(Object location annotation data)
## BEGIN

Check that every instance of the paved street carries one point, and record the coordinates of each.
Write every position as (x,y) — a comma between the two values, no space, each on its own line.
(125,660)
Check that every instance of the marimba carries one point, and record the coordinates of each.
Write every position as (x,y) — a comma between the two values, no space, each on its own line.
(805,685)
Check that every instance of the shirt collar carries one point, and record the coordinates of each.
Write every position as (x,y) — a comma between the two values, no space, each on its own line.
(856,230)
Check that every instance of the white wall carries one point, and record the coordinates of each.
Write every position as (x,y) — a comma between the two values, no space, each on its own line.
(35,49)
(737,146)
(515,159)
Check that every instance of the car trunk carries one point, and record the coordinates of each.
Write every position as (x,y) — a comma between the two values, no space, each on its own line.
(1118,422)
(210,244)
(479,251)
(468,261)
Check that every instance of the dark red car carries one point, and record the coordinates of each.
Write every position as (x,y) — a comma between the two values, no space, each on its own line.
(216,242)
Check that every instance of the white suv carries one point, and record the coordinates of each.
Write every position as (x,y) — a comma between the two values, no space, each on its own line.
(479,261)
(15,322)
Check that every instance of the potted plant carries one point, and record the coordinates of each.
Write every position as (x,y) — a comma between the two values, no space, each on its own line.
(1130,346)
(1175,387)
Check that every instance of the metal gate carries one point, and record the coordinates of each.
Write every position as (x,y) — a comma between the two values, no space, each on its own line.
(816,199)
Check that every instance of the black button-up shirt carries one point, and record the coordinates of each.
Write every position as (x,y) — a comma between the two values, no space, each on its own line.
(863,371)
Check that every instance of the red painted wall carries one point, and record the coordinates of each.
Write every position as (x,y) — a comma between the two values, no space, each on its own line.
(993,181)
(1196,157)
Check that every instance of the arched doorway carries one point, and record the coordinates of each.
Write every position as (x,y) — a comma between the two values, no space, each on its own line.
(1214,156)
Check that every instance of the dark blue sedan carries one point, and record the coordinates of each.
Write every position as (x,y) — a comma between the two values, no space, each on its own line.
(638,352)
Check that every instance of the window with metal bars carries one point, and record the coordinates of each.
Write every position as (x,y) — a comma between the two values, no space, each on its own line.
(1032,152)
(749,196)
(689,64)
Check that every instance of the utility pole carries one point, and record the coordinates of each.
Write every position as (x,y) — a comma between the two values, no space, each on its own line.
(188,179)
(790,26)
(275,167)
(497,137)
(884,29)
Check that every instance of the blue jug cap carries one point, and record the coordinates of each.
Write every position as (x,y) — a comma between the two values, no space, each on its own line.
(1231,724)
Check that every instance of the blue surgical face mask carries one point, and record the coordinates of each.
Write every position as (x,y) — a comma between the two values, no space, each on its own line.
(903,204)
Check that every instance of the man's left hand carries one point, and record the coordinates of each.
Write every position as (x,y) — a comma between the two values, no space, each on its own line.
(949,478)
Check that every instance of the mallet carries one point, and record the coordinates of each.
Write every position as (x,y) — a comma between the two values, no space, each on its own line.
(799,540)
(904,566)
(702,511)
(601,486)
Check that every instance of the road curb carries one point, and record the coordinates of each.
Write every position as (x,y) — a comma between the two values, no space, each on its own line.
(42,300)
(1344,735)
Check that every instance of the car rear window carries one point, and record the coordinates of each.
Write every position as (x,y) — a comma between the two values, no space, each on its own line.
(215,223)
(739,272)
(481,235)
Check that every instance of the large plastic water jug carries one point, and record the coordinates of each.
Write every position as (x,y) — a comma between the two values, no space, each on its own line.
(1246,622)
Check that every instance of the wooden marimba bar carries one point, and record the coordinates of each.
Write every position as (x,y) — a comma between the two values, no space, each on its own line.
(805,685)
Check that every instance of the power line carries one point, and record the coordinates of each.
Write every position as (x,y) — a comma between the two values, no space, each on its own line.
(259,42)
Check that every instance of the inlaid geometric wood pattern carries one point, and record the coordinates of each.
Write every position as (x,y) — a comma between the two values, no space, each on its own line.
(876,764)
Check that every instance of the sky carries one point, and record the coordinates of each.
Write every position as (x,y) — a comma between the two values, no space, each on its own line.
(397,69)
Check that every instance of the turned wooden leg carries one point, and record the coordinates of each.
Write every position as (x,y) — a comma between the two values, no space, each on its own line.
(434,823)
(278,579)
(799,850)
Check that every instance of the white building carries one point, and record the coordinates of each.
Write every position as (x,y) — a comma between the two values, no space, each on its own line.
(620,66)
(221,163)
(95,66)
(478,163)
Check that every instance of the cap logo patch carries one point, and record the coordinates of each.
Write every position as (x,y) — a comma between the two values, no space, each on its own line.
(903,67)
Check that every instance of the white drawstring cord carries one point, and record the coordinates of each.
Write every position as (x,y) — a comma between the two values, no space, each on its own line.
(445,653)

## END

▸ TASK DESCRIPTION
Every record should be repeated exactly; please leave none out.

▸ SOLUTION
Check that every instance of the paved street carries one point, and record the coordinates of each.
Write every position as (x,y) — a comma between the two values, no space, each on its own line.
(125,660)
Check that every instance of the marimba carries one point, and record the coordinates of each.
Write every position as (x,y) — a comma between the two values, no space, each on its own line.
(805,685)
Check that every instance of the shirt collar carries one point, and record the coordinates of each.
Write every position as (x,y) — a comma between the two values, no space, each on its own line.
(856,230)
Check that every instance of the white wall carries one point, and record the coordinates of each.
Write every position as (x,y) — a comma between the two values, no space, each on its own line.
(35,49)
(737,146)
(515,159)
Check that every instance of the car trunk carries one point, and record the coordinates of each.
Write every position as (x,y) — a comma between the two values, no space, each on its own line.
(1118,422)
(210,244)
(479,251)
(468,261)
Check that every instance of the dark red car carries one point, and record the coordinates of each.
Write every position as (x,y) — a comma between the two values, no space, each on its own line.
(216,242)
Check that every instance of the white suv carries one point, and record the coordinates of each.
Write every position as (x,y) — a comma between the two values, no space, each on its own line.
(479,261)
(15,322)
Check that every instance of the potted plant carries one point, and record the coordinates of each.
Write every position as (x,y) — a comma between the two values, no space, each on its own line.
(1130,346)
(1175,387)
Check that every instance of the metal gate carries one point, and record the coordinates of each.
Write every position as (x,y) — a comma between the two values, no space, each on its own line.
(816,199)
Check that every instance of the black button-up shirt carries one point, and record the coordinates of each.
Write every position as (x,y) — a comma between the two values, no space, each on its own line.
(863,371)
Check that every instance of the red painted wall carries one point, and record the coordinates of each.
Write every position as (x,y) — a comma between the two values, no space, each on its own line.
(993,181)
(1196,157)
Check that every instance of the arched doorway carries one point, and record the coordinates of each.
Write every position as (x,y) — a comma between the two values, no space, each on its own line.
(1214,156)
Check that every instance of the dark blue sedan carries one point, and record the coordinates of each.
Write every position as (x,y) — a comma between the two values, no space, each on its own line.
(638,352)
Check that every instance of the window with metal bars carries one point, and record the coordinates of each.
Write every position as (x,y) — a comma between the two values, no space, each on its own line.
(1032,152)
(749,196)
(689,64)
Check that every instance of the utility pole carries one point, and record the coordinates of each.
Write every position as (x,y) — a comma between the two values, no space, each on its own line.
(188,179)
(790,26)
(275,167)
(497,137)
(884,29)
Check that every instance of the blue jug cap carries one point, and record the coordinates of each.
Write every position as (x,y) — a comma between the two values, no space, each on its own line.
(1231,724)
Check that every instance of the blue surgical face mask carries one point, and record the coordinates of each.
Write every position as (x,y) — a comma between the two values, no space, each on its own line.
(903,204)
Check that every instance of the man's left hand carries one point, and record the coordinates of each.
Write every position as (x,y) — a comma between the two values, no space, each on its own line.
(949,478)
Check that every instance of the mallet carries one point, and record the coordinates of each.
Write every position as (x,y) — a comma between the two values, no space, each on its own line.
(799,540)
(904,566)
(702,511)
(601,486)
Check that every instance of the road curb carries one point, and record the coordinates of each.
Write every position as (x,y) — a comma between the two values, no space, each on its own line.
(42,300)
(1344,735)
Check that every instance of the car rear window carries one point, and record the coordinates of each.
Write every position as (x,y) — a comma between the two values, no space, each on its own line.
(215,223)
(739,272)
(481,235)
Check that every instance of the large plastic water jug carries one point, and record the coordinates of each.
Write every position as (x,y) — a comma between the two values, no space, each on its own line.
(1246,622)
Check that every instance of the wooden marimba bar carries one point, and record the coordinates of each.
Write every position as (x,y) — a comma between the two values, no space, each on its own line.
(805,685)
Check that every instance of the power line carries one point, and record the coordinates of each.
Write every position as (x,y) — a comma between the two values, no space, each on its own line.
(259,42)
Check that every instance of the inlaid geometric wood pattern carries one point, and record the coordinates of each.
Write every position as (x,y) — a comma between the two values, no space, each on its own line.
(876,764)
Check that every instance of the sky carries one point, and record the coordinates of each.
Write every position as (x,y) — a comma between the two values, no space, each on its own line.
(397,69)
Check that every instance of the turned wooden leg carries one point, and record the coordinates of each.
Write every position as (x,y) — a comma between the two values, no space, each on its own line.
(434,823)
(278,579)
(799,850)
Check that every instance of the white building carries one point, and record the coordinates of each.
Write every position as (x,y) — a comma between the two values, no space, each on its own line.
(620,66)
(221,163)
(95,66)
(478,163)
Check that every instance of the cap logo patch carries one point, and record the coordinates of each.
Write every position as (x,y) — a comma between the two values, no space, each on its own line.
(903,67)
Check that every instance of the white drawstring cord carries one point, and record the coordinates of each.
Write every position as (x,y) — a comma between the two values, no space, each on its own line.
(445,653)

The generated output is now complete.